▸ **MATERIAL TO PROCESS**
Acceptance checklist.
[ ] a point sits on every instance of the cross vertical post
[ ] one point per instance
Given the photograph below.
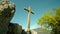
(28, 21)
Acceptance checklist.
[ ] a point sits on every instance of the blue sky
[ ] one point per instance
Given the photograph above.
(38, 6)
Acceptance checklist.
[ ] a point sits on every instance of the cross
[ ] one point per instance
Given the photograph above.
(28, 21)
(4, 0)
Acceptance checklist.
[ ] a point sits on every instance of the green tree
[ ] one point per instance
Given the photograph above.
(52, 19)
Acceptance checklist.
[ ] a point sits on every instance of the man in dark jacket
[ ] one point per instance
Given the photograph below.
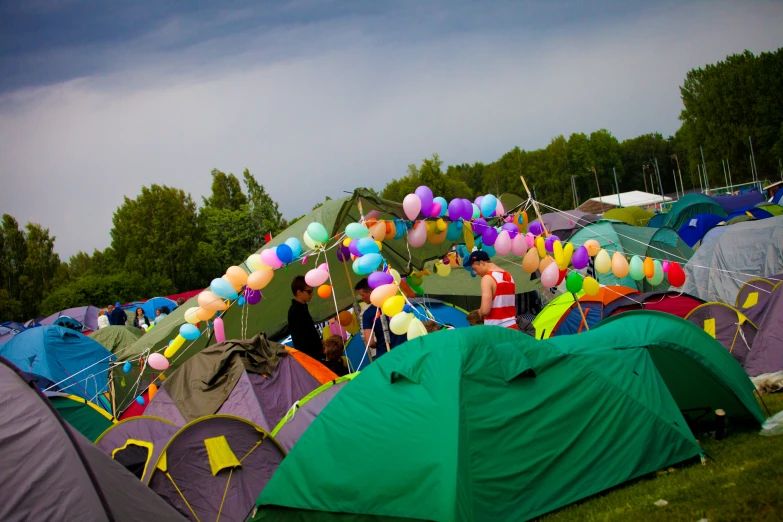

▸ **AIM**
Count how many lines in the rows above contain the word "sits". Reply with that number only.

▸ **OUTPUT BELOW**
5